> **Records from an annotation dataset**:
....

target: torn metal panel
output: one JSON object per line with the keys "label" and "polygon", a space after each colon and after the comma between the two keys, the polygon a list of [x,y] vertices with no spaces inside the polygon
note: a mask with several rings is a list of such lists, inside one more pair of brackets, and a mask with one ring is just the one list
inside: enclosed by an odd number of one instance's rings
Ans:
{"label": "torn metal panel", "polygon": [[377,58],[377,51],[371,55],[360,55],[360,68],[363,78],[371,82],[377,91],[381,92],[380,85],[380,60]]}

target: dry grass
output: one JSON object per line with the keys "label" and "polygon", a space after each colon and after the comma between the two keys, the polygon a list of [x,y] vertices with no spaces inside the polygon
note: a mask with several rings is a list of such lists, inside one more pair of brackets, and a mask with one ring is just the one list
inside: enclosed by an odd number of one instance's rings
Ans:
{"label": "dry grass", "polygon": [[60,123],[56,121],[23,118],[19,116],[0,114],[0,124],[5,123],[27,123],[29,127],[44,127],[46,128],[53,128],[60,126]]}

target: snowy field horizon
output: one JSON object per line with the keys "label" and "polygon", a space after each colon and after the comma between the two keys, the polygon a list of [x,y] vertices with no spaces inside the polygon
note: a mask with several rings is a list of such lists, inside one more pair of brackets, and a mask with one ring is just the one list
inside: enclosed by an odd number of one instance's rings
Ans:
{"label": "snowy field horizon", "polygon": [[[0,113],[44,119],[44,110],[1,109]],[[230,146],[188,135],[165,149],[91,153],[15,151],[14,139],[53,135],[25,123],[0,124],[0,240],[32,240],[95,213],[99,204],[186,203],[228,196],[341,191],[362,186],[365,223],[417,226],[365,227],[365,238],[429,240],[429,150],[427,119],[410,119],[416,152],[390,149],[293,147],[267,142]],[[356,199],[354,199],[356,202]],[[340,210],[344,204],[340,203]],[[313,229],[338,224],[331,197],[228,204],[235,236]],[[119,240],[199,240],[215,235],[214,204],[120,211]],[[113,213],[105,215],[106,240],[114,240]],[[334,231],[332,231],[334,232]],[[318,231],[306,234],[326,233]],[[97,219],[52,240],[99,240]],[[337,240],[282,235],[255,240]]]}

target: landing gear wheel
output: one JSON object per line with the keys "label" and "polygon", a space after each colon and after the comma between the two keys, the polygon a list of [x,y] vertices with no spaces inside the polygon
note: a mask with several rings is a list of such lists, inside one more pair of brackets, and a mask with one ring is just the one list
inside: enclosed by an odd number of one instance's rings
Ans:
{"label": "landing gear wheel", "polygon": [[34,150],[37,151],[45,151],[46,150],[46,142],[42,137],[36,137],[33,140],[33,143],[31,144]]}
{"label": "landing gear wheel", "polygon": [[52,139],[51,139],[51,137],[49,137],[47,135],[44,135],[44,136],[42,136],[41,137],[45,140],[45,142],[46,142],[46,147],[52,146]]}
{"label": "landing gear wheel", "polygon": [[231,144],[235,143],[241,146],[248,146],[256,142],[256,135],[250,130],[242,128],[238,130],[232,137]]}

....

> **TASK GOAL**: Quote, word for word, every line starting at the one that contains "target: landing gear wheel" and ending with the final line of the entries.

> **COMPLETE OUTPUT**:
target: landing gear wheel
output: one JSON object per line with the keys "label" and "polygon", a space after each colon and after the comma between the two keys, the polygon a list of [x,y] vertices with no spaces inside the polygon
note: a mask with several rings is a list of such lists, inside one more pair of brackets, and a mask with one ring is just the one list
inside: enclosed by an odd number of one instance's rings
Ans:
{"label": "landing gear wheel", "polygon": [[34,150],[37,151],[45,151],[46,150],[46,142],[42,137],[36,137],[33,140],[33,143],[31,144]]}
{"label": "landing gear wheel", "polygon": [[52,139],[51,139],[51,137],[49,137],[47,135],[44,135],[44,136],[42,136],[41,137],[45,140],[45,142],[46,142],[46,147],[52,146]]}
{"label": "landing gear wheel", "polygon": [[231,144],[235,143],[241,146],[248,146],[256,142],[256,135],[250,130],[242,128],[238,130],[232,137]]}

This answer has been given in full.